This specific I immediately advertised in a paper printed at Schenectady; but the doctors in the adjacent towns, either never saw it or did not pay any attention to it.
But I was informed that Dr. Lyon, near Lebanon pool, accidentally came across one of the papers, and having a machine, immediately tried the experiment
(for the same disease prevailed there at that time) and had the pleasure of finding it to be no mistake; for he lost not another patient, but directly cured every one
taken with the disease; who, notwithstanding, lost many before he made use of electricity.
These specimens of the inestimable benefit of electricity in a dysentery, may suffice to evince the propriety of using it in all the like cases.
I have never known it to fail of making a cure in any one single instance.
My method hath ever been to pass the shocks from about the navel to the back, a little descendingly; sometimes I have given twenty,
and sometimes thirty or forty very light shocks in the same direction at one time.
The effects that were apparent, have alwasy been uniformly the same in the bloody flux, viz. they would purge directly, and carry off an enormous quantity of blood in the first stool;
but the appearance of blood will be less and less every stool, till all appearance thereof totally subsides.
The electrification may be repeated twice or thirce a day; but then the number of shocks in one day ought not to exceed forty
or fifty, in any case that I have seen; and these shocks must be so light, that if a well man should take them through his arms, he would not feel
them higher than his wrists.
Such a degree of the shock, is what I mean to have understood to be a very light, or a gentle electrification.
I have mentioned it in this place, because it is of the last importance that it be carefully attended to in this disease:
and the more so, if the patient is much exhausted, or in the last stages of the disease, approaching near to death.
Through good fortune, I did not lose any by their taking cold, but it very much endangered some of their lives; wherefore I must enforce the injunction in this place;
be very careful of the least degree of coolness.
Observe, I do not say cold; that point would be fatal; but if you feel cool in the least degree, you are wounded.
This is the only inconvenience to be regretted, in the using of medical electricity.
The blood is attenuated by the shock, and thrown strongly upon the surface, the pores are expanded, and there is no resistance to a cold from
the least external coolness.
The external temperature ought to be on a parallel degree of warmth with the blood in the vessels, or nearly that.
But in five, six or eight days after the shocks are desisted, the pores will begin to astringe, and
by degrees resist the approach of cold as before.

What you should do
From the passage on treating dysentery with electricity, list every number of very light shocks the writer says he has given at one time.

Records shown
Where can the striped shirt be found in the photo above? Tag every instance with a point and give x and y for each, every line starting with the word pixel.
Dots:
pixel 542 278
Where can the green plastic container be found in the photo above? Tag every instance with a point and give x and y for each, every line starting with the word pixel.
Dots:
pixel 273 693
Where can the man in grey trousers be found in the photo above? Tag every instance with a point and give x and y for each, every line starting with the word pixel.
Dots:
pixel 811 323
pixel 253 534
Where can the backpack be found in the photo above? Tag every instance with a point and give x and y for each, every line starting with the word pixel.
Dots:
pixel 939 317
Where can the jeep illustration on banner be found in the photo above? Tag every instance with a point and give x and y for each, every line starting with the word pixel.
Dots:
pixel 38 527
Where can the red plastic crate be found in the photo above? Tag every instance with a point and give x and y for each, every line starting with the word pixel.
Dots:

Result for this exercise
Twenty, thirty, forty